● **Requirements**
Update the rows below by replacing "dry leaf" with "fallen leaf" and keeping everything else the same. Leave the pictures out of your answer.

● **Exercise materials**
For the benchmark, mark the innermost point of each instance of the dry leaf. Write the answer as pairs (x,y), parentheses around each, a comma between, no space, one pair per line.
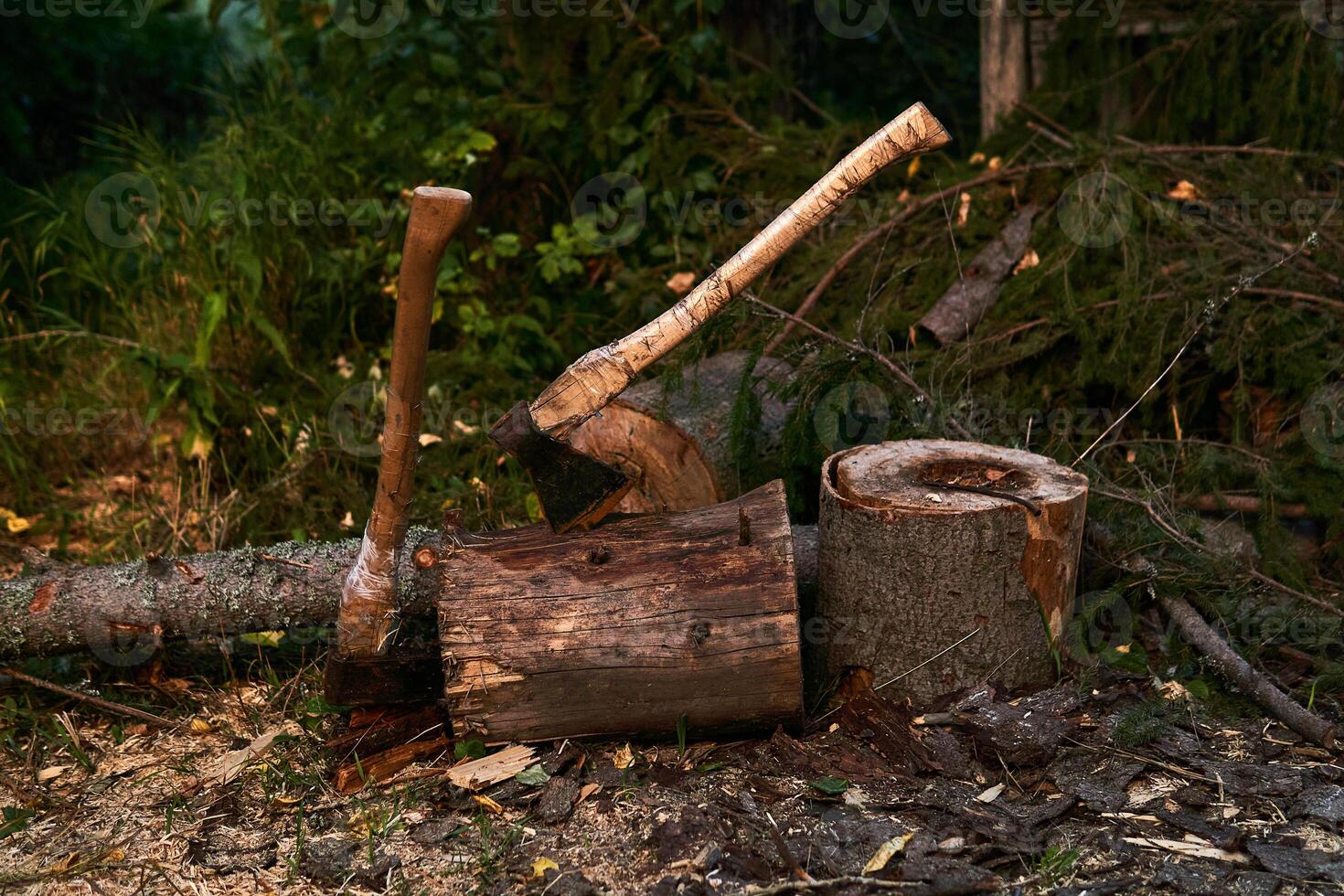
(1029,261)
(494,769)
(235,762)
(992,795)
(964,209)
(682,283)
(1174,690)
(624,756)
(488,805)
(12,521)
(543,865)
(1192,847)
(1184,191)
(886,852)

● **Result**
For the benchmark, mark the innermost point of each instance of the fallen leaf. Write the answer as pairs (x,y), parentheses around each, a comma between, no space, one pair per line.
(1029,261)
(494,769)
(235,762)
(992,795)
(964,209)
(682,283)
(1174,690)
(624,756)
(488,805)
(12,521)
(543,865)
(1192,847)
(1184,191)
(886,852)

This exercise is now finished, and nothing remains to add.